# What Type of Frame- Commuter Bike?



## MTT (Oct 14, 2005)

I am just curious which type of frame do you commute on? I am just curious about the frame itself; I realize that almost all forks and seat posts are carbon these days. I am thinking about trading in the Alum bike for a Carbon, but it will be another year or so before I spend that much money.............Thanks MTT :thumbsup:


----------



## bigbill (Feb 15, 2005)

Gunnar Crosshairs with a steel fork. I like steel for durability, ride, and cost. I have racks and panniers/bag so weight doesn't really matter.


----------



## threesportsinone (Mar 27, 2007)

You can do what you want, but I probably won't be building another carbon commuter. Don't get me wrong, I loved and looked forward to my 10miles of commuting everyday, but I got in one little crash with a car, took almost all the impact on my body, but the dropout bent just a little bit (my wheels were barely out of true after the impact). The dropout was aluminium and couldn't be bent back, and even Calfee doesn't want to mess with dropouts.

I'm back on steel and feel much better hopping curbs and locking it up.


----------



## MTT (Oct 14, 2005)

I have heard good things about steel, but I worry about the rain. Did you guys treat the inside of the frame, or did it come that way? Why don't you worry about rust?


----------



## threesportsinone (Mar 27, 2007)

MTT said:


> I have heard good things about steel, but I worry about the rain. Did you guys treat the inside of the frame, or did it come that way? Why don't you worry about rust?


Unless you leave a wet sponge in one of the tubes you really shouldn't worry about internal rust. If your frame isn't raw unfinished steel you shouldn't worry about external rust.

I had a pair of Phil hubs that oxidized before the steel frame.


----------



## blakcloud (Apr 13, 2006)

RECORDS PROVIDED:
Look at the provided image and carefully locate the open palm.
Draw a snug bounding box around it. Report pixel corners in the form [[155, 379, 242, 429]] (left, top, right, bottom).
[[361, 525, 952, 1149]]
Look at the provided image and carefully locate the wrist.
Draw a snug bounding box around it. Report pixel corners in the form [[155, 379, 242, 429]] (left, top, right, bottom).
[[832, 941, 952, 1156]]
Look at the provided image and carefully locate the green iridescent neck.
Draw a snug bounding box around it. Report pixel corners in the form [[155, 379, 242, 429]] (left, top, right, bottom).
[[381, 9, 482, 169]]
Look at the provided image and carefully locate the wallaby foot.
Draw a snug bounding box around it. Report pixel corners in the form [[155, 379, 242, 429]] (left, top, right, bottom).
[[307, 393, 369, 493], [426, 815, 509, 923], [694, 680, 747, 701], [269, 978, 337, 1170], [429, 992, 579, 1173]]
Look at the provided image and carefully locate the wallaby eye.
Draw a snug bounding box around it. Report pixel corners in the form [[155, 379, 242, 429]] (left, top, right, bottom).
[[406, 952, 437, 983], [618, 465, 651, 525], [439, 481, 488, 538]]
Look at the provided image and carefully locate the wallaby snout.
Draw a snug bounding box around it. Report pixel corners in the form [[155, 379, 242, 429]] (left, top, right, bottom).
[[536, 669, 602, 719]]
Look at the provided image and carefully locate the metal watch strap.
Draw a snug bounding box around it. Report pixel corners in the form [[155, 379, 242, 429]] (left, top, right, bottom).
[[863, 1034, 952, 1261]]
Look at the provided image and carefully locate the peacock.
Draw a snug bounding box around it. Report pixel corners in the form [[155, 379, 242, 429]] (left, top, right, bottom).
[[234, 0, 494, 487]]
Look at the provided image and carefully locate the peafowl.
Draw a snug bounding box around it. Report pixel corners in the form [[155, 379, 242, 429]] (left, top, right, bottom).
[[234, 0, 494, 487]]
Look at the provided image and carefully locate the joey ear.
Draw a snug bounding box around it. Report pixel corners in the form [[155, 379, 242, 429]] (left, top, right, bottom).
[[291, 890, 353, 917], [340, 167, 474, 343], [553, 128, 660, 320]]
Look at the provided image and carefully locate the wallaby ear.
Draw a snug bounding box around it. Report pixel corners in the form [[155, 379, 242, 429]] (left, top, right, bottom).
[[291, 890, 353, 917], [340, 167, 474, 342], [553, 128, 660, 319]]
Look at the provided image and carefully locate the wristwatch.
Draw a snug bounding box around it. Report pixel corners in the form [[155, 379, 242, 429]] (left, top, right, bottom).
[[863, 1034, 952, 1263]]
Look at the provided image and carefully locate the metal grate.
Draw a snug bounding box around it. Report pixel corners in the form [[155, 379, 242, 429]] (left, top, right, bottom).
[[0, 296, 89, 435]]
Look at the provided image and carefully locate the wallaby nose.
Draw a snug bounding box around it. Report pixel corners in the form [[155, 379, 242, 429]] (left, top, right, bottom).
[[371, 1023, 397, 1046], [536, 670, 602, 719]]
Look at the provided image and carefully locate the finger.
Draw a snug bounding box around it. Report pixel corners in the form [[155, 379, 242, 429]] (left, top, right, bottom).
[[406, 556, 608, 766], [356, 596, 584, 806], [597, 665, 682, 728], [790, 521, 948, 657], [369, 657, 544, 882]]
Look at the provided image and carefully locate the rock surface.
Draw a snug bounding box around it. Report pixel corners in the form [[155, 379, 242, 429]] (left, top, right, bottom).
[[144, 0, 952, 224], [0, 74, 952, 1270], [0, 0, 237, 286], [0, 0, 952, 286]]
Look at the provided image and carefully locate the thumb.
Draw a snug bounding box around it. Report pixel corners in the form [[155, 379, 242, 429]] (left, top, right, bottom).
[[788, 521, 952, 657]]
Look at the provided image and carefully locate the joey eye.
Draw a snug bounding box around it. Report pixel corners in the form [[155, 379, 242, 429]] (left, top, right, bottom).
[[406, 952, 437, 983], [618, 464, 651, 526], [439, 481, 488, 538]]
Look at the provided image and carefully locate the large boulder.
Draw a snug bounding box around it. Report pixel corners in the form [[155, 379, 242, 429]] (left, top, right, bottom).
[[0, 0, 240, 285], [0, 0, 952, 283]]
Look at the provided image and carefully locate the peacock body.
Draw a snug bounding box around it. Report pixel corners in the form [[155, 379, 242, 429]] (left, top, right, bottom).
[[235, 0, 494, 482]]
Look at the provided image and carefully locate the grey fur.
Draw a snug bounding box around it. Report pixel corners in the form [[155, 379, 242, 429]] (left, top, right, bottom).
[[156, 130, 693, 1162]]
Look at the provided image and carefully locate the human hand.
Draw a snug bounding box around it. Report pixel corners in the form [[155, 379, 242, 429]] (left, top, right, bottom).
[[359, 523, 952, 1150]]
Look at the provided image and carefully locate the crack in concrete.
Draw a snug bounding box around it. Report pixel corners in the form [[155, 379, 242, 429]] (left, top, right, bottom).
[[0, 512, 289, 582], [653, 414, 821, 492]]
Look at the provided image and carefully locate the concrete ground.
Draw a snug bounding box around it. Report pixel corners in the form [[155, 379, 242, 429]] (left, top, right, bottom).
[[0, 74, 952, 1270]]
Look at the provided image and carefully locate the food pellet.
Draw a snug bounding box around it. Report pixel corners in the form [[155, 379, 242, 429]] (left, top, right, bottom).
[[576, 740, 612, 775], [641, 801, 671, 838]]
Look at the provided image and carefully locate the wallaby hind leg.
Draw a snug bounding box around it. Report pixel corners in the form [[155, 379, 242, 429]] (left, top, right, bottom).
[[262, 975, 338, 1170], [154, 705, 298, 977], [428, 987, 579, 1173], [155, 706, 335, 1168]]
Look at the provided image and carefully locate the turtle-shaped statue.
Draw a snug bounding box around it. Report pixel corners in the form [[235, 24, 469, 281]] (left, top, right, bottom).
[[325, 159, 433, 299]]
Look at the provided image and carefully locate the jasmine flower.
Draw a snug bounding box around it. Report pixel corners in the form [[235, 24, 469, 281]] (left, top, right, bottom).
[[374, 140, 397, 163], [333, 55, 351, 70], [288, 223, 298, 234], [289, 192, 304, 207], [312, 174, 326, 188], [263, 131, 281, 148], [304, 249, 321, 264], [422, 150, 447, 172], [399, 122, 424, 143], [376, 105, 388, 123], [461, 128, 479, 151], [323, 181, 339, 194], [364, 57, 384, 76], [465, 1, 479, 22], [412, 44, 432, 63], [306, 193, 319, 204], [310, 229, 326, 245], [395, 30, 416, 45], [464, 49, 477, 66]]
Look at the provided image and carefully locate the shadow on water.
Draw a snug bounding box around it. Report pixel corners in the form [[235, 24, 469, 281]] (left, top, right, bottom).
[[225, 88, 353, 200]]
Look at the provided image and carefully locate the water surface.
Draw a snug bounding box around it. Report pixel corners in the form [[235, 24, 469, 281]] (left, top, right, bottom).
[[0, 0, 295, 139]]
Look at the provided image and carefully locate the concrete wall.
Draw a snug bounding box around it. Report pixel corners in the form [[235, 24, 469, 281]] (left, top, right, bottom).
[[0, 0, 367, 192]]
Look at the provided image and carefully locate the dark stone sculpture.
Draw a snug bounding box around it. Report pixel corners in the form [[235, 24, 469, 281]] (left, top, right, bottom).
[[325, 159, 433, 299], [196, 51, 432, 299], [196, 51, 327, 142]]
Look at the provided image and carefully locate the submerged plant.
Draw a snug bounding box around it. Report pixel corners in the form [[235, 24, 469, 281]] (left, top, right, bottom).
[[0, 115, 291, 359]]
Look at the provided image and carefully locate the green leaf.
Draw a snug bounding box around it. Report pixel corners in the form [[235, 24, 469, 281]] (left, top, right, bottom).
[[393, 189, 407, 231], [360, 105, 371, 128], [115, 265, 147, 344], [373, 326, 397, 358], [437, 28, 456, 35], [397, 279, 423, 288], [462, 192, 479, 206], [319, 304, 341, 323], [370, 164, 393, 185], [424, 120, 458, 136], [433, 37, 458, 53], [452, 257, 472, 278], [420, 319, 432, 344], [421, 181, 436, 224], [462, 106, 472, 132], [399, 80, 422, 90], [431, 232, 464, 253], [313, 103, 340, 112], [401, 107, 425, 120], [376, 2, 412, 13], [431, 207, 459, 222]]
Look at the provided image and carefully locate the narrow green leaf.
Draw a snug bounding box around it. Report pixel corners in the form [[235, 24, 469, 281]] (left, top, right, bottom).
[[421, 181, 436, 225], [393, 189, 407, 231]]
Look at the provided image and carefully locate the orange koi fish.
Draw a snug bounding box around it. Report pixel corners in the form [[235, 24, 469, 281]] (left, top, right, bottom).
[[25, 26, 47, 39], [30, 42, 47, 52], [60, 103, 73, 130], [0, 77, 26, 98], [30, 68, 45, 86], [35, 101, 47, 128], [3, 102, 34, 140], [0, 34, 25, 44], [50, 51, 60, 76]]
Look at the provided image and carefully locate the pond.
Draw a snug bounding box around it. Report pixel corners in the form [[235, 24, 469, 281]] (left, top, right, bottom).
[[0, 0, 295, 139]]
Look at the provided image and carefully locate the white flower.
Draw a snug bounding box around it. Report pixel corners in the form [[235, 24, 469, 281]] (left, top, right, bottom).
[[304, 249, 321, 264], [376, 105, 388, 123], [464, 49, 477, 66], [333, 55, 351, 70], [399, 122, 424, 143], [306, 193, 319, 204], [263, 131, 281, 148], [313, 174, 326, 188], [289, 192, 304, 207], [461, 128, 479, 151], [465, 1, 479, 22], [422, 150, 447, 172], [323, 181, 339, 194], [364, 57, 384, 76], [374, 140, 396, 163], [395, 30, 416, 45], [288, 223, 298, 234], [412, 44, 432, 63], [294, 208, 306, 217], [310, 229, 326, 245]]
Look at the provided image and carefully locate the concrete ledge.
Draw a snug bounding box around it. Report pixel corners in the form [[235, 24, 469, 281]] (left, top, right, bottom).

REQUIRED TASK:
Please list every distinct username that appears as a post header in the commuter bike frame thread above, each one only once.

OUTPUT FOR THIS EXERCISE:
MTT
bigbill
threesportsinone
blakcloud